*** Opening of RECORDS SUPPLIED ***
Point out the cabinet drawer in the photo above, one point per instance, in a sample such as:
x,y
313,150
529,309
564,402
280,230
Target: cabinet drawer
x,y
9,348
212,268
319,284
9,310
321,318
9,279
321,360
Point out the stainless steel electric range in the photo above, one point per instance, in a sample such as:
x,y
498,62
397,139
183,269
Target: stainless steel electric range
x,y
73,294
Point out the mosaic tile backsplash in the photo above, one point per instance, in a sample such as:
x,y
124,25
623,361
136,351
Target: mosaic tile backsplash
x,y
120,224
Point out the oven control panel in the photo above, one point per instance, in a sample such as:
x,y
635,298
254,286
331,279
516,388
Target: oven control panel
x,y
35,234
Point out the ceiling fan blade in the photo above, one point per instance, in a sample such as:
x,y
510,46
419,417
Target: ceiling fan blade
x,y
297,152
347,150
*** Close of RECORDS SUPPLIED ***
### WORK INSTRUCTIONS:
Your reply should be an exact copy of every line from the line with "Target: stainless steel electric range" through the final line of the data, and nothing more.

### SOLUTION TO THE PROBLEM:
Target: stainless steel electric range
x,y
73,294
Point out the mosaic tile backsplash in the photo above, one point per instance, in a sample such as:
x,y
124,25
623,361
136,351
Target: mosaic tile backsplash
x,y
120,224
Point out the oven control panel in the photo above, one point per instance, in a sample such as:
x,y
635,298
254,286
331,279
516,388
Target: oven control panel
x,y
35,234
Point out the ceiling fan blade in the photo above, one point per instance, in a sample such as:
x,y
510,46
419,417
Target: ceiling fan blade
x,y
297,152
347,150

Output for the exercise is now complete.